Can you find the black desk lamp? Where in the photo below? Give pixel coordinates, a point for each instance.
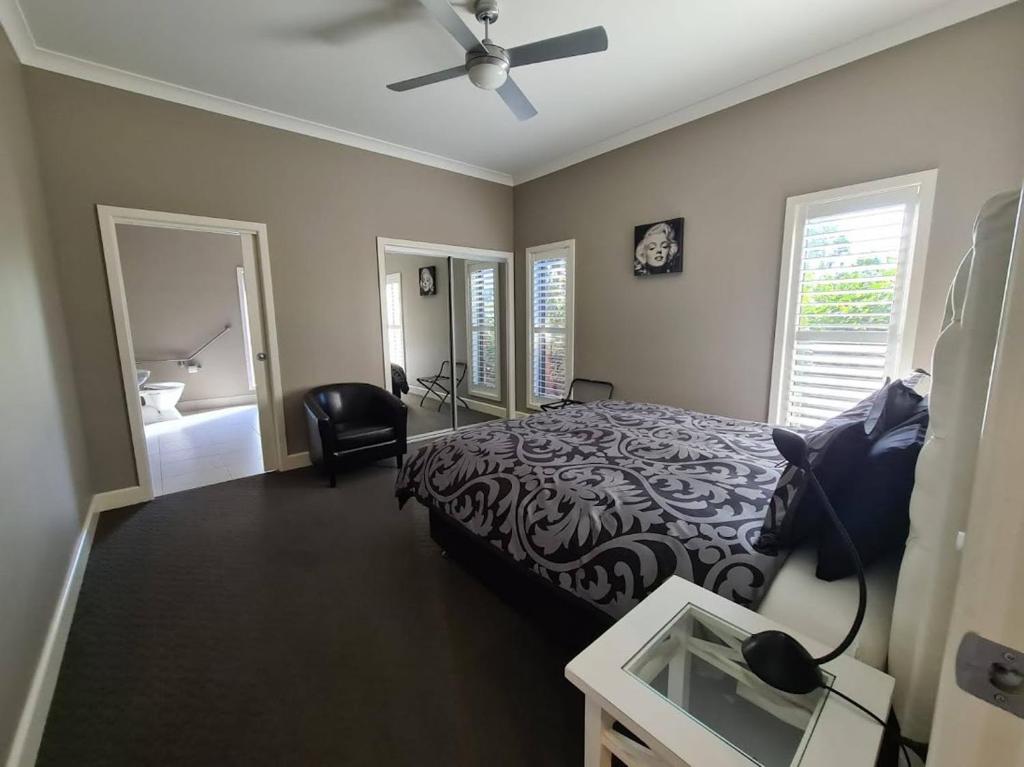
(774, 656)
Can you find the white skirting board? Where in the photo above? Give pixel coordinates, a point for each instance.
(29, 734)
(295, 461)
(118, 499)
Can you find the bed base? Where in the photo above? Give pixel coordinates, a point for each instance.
(566, 619)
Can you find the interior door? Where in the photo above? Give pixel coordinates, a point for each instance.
(968, 729)
(258, 348)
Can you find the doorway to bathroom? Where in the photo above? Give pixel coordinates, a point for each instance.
(194, 315)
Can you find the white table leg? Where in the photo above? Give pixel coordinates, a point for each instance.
(595, 722)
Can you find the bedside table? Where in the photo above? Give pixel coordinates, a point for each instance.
(671, 672)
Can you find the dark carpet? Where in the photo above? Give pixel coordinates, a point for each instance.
***
_TASK DIRECTIONS_
Restate the data above verbatim, skipping every image.

_WORKED SOLUTION_
Can you find the black desk lamp? Where in the photo below? Give pixel coordinates, a point for each instance.
(774, 656)
Can you find the white skirting board? Where in the photo above? Give pixel coordinates, a point for each instance.
(29, 734)
(295, 461)
(118, 499)
Can you find the bed base? Where in the photo above? Give pixel coordinates, a point for each instance.
(566, 619)
Can you find the interior door? Where in the photo above? Give pixel coordinates, a point for each instance.
(968, 729)
(258, 348)
Can you find the doorway to bathroom? Where in the photo above? Give pixel coordinates, a point for each instance.
(194, 315)
Can you find the white table leg? Where in the photo above? Give pixel coordinates, a point for each instance.
(595, 722)
Can you find the bedside table? Where in the photo above? Give pixel coordinates, a point for each instance.
(671, 672)
Can you find the dark carpet? Where in the photo above? Give pixel coordinates, a point for each instance.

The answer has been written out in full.